# I am a responsible breeder video from You-tube



## Locket (Jun 21, 2009)

I think it's a good start, but some important things like health testing, health of the line, what do you do with your dogs, etc. were missing.

Also, the format (text to movie) is not the greatest attention holder.


----------



## wishpoo (Sep 12, 2009)

Yes, I would like to hear breeder say what titles her dogs have in confirmation and/or obedience, agility or any other venue that prove her true involvement with a breed.

I would like to hear her saying what health tests she performed and for what period of time she is giving a health warranty.

I would like to see buyer not being defensive when asked about her life-style.

I would like to hear that breeder is performing temperament test on puppies also. 

All in all , god start !


----------



## 2719 (Feb 8, 2011)

Someone forwarded this video to me. I thought others on this forum might find it interesting. Part of it talked about what breed clubs the breeder belonged to. When the breeder responded she said she belonged to her breed clubs because she liked to continually educate herself about her breed.

**ACTIONS TO TAKE:**
• a. Check each statement against the thread about the breeder video. For each, answer yes or no and quote the words that decide it.
(i) Locket found the text-to-movie format to be less than gripping.
(ii) wishpoo wanted the buyer to get defensive when asked about her lifestyle.
(iii) The breeder said she belonged to her breed clubs to keep educating herself about her breed.
• b. Carry on the thread about the breeder video from the point where it stops.

A portion of a data file:
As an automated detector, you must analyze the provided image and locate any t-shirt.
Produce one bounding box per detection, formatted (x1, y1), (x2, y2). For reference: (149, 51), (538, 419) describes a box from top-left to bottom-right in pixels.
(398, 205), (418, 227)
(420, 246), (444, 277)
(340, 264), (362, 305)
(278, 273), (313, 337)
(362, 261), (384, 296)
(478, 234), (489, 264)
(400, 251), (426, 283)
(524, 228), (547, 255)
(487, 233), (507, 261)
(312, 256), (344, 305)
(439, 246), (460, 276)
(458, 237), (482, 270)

**RESPONSES:**
• a.
(i) Yes: "the format (text to movie) is not the greatest attention holder."
(ii) No: "I would like to see buyer not being defensive when asked about her life-style."
(iii) Yes: "she belonged to her breed clubs because she liked to continually educate herself about her breed."

• b.
I know poodle forum is not a breed club, but I think that it serves a great purpose in educating everyone on the forum about some aspect of poodles. I have seen other videos similar to this one with animated bears...One is a groomer and the other is a customer bringing in a matted dog...and denying it is matted etc. 

I think that although not a complete picture...it does educate people that there are two sides to the equation. For example the breeders side/the purchaser's side. or in the case of the grooming video...the Groomer's side the customers side.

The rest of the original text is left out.